Brief - Restate the listing below word for word, omitting any images.

Data supplied -
------------------------------------------------
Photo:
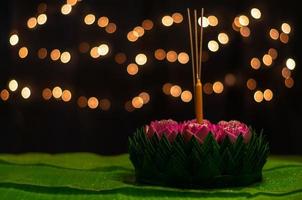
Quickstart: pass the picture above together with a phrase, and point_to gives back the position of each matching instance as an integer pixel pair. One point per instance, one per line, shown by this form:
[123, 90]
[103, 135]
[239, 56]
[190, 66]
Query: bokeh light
[23, 52]
[13, 39]
[223, 38]
[93, 102]
[137, 102]
[57, 92]
[255, 63]
[175, 91]
[256, 13]
[13, 85]
[132, 69]
[290, 64]
[218, 87]
[183, 58]
[141, 59]
[65, 57]
[4, 95]
[213, 46]
[186, 96]
[258, 96]
[46, 94]
[89, 19]
[167, 20]
[66, 95]
[25, 92]
[268, 95]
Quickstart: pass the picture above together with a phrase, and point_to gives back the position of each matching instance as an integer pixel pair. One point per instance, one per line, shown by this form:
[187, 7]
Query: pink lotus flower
[200, 131]
[233, 129]
[168, 127]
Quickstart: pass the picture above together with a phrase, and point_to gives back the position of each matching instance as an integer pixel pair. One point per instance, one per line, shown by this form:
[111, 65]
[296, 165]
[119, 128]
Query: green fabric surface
[89, 176]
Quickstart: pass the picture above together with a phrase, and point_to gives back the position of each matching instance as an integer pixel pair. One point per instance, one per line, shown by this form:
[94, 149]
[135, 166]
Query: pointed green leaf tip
[194, 165]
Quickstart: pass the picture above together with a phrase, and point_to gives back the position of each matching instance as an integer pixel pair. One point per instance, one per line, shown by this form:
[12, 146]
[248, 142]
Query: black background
[53, 126]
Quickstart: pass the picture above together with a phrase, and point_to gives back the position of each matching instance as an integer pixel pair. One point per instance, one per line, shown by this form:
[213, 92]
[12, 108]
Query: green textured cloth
[89, 176]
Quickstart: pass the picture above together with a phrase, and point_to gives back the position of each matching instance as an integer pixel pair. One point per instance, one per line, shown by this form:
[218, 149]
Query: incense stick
[200, 47]
[191, 44]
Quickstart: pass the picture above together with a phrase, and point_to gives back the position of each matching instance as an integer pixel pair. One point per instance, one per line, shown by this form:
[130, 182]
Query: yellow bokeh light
[243, 20]
[186, 96]
[290, 63]
[55, 54]
[120, 58]
[251, 84]
[137, 102]
[218, 87]
[171, 56]
[57, 92]
[256, 13]
[208, 88]
[274, 34]
[141, 59]
[111, 28]
[4, 94]
[160, 54]
[42, 53]
[183, 58]
[145, 96]
[273, 53]
[32, 22]
[65, 57]
[93, 102]
[13, 39]
[105, 104]
[223, 38]
[66, 9]
[284, 38]
[131, 36]
[177, 18]
[267, 60]
[103, 49]
[286, 73]
[167, 20]
[132, 69]
[129, 107]
[166, 88]
[42, 18]
[46, 94]
[103, 21]
[175, 91]
[289, 82]
[258, 96]
[245, 31]
[139, 31]
[285, 27]
[84, 47]
[205, 22]
[13, 85]
[255, 63]
[147, 24]
[230, 79]
[213, 21]
[268, 95]
[213, 46]
[94, 52]
[89, 19]
[25, 92]
[66, 95]
[23, 52]
[82, 102]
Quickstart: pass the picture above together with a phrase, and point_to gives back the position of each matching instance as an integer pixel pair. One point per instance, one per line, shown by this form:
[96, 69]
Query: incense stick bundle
[196, 57]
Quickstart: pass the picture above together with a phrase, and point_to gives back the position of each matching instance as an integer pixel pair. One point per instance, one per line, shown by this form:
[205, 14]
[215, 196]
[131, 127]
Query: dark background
[54, 126]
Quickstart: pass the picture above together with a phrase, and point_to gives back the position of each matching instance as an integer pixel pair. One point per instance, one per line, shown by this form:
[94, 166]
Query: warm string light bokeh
[243, 24]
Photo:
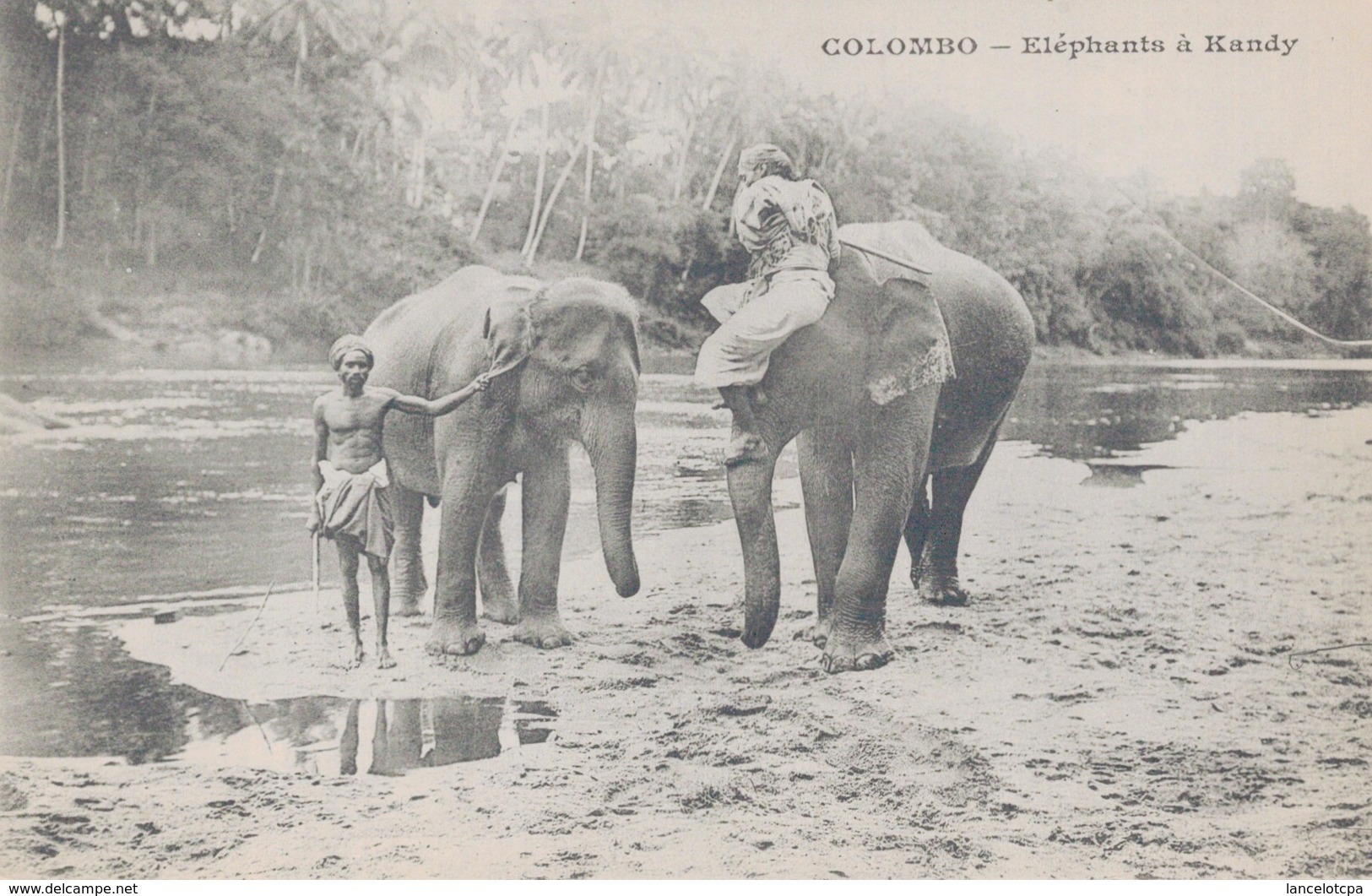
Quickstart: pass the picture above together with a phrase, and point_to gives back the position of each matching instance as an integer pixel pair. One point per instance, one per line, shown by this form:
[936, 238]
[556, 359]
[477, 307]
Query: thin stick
[1338, 647]
[893, 259]
[1213, 270]
[258, 615]
[316, 575]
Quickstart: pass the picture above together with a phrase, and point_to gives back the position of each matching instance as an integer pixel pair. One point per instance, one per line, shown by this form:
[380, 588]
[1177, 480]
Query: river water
[182, 482]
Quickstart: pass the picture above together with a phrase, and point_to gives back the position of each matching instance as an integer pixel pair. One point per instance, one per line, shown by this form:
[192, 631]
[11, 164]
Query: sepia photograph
[505, 439]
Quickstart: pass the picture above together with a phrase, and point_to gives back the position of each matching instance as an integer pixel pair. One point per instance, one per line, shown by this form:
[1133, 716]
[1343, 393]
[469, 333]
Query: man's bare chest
[351, 415]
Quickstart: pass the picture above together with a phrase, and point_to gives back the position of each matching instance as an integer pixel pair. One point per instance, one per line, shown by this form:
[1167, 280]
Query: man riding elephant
[789, 228]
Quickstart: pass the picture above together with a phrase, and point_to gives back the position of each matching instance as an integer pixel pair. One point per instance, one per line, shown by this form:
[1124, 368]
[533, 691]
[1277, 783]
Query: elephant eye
[582, 377]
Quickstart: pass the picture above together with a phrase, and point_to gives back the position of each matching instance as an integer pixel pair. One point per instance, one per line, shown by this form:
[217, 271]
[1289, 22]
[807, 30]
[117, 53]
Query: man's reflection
[423, 733]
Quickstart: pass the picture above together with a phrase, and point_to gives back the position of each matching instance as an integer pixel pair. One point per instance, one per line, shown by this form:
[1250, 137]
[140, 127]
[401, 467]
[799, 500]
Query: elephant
------------------------------------------------
Task answer -
Photo:
Quickstart: pass the picture above together with a phrase, and point_to gives back the position of each matching instance as an integer pixel pair. One point per instance, one per line, shown by this form:
[123, 90]
[103, 135]
[239, 56]
[190, 66]
Query: bokeh light
[23, 52]
[13, 39]
[223, 38]
[93, 102]
[137, 102]
[57, 92]
[255, 63]
[175, 91]
[256, 13]
[13, 85]
[132, 69]
[290, 64]
[218, 87]
[183, 58]
[141, 59]
[65, 57]
[4, 95]
[213, 46]
[186, 96]
[258, 96]
[46, 94]
[89, 19]
[167, 20]
[66, 95]
[25, 92]
[268, 95]
Quickstart: pass the picture above together with a phrase, and point_to gives back the position of each matching instance as an integer pixel pair. One point per instance, one per line, shown by this form:
[187, 7]
Query: pink lotus flower
[200, 131]
[233, 129]
[168, 127]
Quickstart: pass the picture above together with a phrase, and point_to gives back the position of each matching instance as an integer pixel pair. One point per instance, one per line, shown by this form:
[111, 65]
[296, 165]
[119, 128]
Query: green fabric surface
[89, 176]
Quickstart: pass the picture above together with a phrase, and point_to gives back the position of each matching instance as an integer pixel pair. One point per instance, one per line, shown by this form:
[94, 149]
[135, 166]
Query: pointed green leaf tip
[194, 165]
Quickstart: pass the picture above together with a phrase, and point_to gives back the position of each matching instance as an integer pixel pair. One point per instance, one per line, shown by this form:
[12, 146]
[248, 142]
Query: black background
[53, 126]
Quickstart: pass the picture above together with a phrase, and point_to gives back the position of each matching instance as an integer pixel pair. One point per instance, one per line, shown by this form:
[213, 92]
[12, 108]
Query: green textured cloth
[89, 176]
Quickstart: pass the picture above together with a phrase, and point_to gives back the position of each matching instance as an integer pixel pair. One point per instance, one per line, shown by this form:
[218, 149]
Query: incense stick
[200, 47]
[191, 44]
Quickstart: pass the picture above together with a phrase, and point_to gives back the position of each matching instance as an integer pixel pair. One point per instance, one per line, shown by this form:
[130, 182]
Query: yellow bokeh light
[243, 20]
[186, 96]
[290, 63]
[55, 54]
[120, 58]
[251, 84]
[137, 102]
[218, 87]
[171, 56]
[57, 92]
[256, 13]
[208, 88]
[274, 34]
[141, 59]
[111, 28]
[4, 94]
[160, 54]
[42, 53]
[183, 58]
[145, 96]
[273, 53]
[32, 22]
[65, 57]
[93, 102]
[13, 39]
[105, 104]
[223, 38]
[66, 9]
[284, 38]
[131, 36]
[177, 18]
[267, 60]
[103, 49]
[286, 73]
[167, 20]
[132, 69]
[129, 107]
[166, 88]
[42, 18]
[46, 94]
[103, 21]
[175, 91]
[289, 82]
[258, 96]
[245, 31]
[139, 31]
[285, 27]
[84, 47]
[205, 22]
[13, 85]
[255, 63]
[147, 24]
[230, 79]
[213, 21]
[268, 95]
[213, 46]
[94, 52]
[89, 19]
[25, 92]
[66, 95]
[23, 52]
[82, 102]
Quickstart: pass the picture above together with a phrase, and point_to gives back the position of each matching instance as an integer pixel pair. One point per instance, one per line, shown by this form:
[96, 69]
Query: incense stick bundle
[196, 57]
Quickstart: pass the picture above together with a phrase, and point_to gives back the position of each matching instance as an integer pixel pair. One point per instance, one per line, shown by this form:
[205, 14]
[215, 196]
[131, 127]
Query: dark background
[54, 126]
Quickstart: pass the picture above together with a phrase, and point_to gives back the position of each matching instance as an integer pixel pair. One point per instance, one per line, shown by this form:
[94, 166]
Query: warm string light bokeh
[243, 24]
Photo:
Quickstart: pass the picture above together with a phrase, and point_to gives back the position of each matching instance as an integer pixel pair. One point per instance, one per line, shown by this form:
[936, 238]
[556, 359]
[477, 307]
Query: thin stick
[1338, 647]
[893, 259]
[1213, 270]
[258, 615]
[316, 575]
Quickstart: pass the picture above together with a phrase, and point_to gives back the position of each matching instance as an integer pixel pair. One point per instance, one per line, shown by this form:
[380, 588]
[1177, 480]
Query: river water
[182, 482]
Quickstart: pass the picture above together with a phrase, and point_to gives back the position of each matching instance as an integer pixel pair. One point per instance, one per line, shown by this form:
[192, 631]
[11, 164]
Query: sepia photograph
[505, 439]
Quickstart: pass the picture above together with a phrase, and point_to gives back the position of each matching instance as an integer pixel pair. One point per instance, one per line, shown by this form:
[1133, 716]
[1343, 393]
[469, 333]
Query: man's bare chest
[351, 415]
Quickstart: pass the picture above together with a phrase, and point_to gives back the position of each matching instance as an integer pixel pair. One point per instance, one per line, shown by this form:
[1167, 280]
Query: man riding elephant
[789, 228]
Quickstart: pass the picture above together with a phrase, and point_to gives back the position of each matching instance as an integer pixel pair. One point per instance, one per line, shown by this form:
[1124, 368]
[533, 691]
[1277, 783]
Query: elephant eye
[582, 377]
Quickstart: pass the picture above together with a phrase, and point_to gives back the position of each matching instance as an integer pixel pair. One point per instance, one per line, shown by this form:
[217, 271]
[1289, 22]
[807, 30]
[117, 53]
Query: man's reflection
[423, 733]
Quickstart: pass the picture above together with a phrase, and point_to gives back the position of each matching instance as an integer pixel pair. One point per instance, one per line, shown by this form:
[1250, 137]
[140, 127]
[401, 467]
[799, 500]
Query: elephant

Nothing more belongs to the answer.